_Exercise inputs_
BEGIN
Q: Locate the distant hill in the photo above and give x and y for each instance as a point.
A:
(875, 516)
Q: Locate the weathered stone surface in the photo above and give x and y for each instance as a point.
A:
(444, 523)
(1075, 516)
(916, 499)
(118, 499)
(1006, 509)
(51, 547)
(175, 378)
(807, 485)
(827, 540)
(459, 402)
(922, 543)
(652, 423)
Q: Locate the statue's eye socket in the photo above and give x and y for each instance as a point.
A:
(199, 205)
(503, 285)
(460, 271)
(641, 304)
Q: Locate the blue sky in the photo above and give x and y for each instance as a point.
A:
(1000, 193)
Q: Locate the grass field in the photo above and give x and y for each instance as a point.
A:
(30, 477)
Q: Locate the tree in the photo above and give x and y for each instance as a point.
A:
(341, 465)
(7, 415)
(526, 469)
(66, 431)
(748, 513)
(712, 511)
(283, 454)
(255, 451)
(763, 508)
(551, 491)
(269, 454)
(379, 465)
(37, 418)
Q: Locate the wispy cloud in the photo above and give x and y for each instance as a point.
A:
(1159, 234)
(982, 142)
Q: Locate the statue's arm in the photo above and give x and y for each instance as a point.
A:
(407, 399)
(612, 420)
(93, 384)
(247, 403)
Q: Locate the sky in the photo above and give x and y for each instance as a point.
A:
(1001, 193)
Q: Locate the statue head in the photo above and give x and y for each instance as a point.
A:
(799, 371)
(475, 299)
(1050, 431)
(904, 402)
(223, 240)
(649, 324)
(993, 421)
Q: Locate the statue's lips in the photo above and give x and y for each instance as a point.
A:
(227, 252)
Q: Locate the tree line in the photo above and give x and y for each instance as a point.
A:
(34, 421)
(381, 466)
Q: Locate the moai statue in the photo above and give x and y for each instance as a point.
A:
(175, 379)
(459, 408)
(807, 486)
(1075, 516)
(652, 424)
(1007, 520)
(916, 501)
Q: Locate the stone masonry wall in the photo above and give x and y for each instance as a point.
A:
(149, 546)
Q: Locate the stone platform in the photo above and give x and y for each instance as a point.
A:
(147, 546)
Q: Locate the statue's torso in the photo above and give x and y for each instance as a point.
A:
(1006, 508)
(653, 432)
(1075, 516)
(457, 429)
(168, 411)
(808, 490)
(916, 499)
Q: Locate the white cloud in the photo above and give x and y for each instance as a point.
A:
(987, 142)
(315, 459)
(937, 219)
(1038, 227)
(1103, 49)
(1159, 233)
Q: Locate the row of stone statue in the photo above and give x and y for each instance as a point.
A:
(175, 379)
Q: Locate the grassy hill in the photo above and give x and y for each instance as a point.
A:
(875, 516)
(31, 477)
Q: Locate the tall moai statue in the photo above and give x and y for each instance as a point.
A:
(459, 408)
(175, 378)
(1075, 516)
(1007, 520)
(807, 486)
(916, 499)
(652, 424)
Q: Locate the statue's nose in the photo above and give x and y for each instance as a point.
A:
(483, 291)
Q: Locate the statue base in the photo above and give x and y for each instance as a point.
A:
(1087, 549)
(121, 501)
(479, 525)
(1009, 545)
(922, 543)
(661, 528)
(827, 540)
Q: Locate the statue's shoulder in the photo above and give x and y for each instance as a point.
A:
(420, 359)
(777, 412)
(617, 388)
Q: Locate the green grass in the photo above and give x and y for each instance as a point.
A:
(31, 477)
END
_Description of the task_
Extract every line containing the string "stone" from the material.

_Response area_
Q: Locate the weathered stone surface in the photo above and give x and y for each instance as a point.
Q: Locate the stone masonry wall in the photo above and give x and y for each instance as a point.
Q: Locate the stone platform in the photo above and give x and y for each instance as a point.
Q: Locate the row of stone statue in the photo above and give x and y for each instance as a point.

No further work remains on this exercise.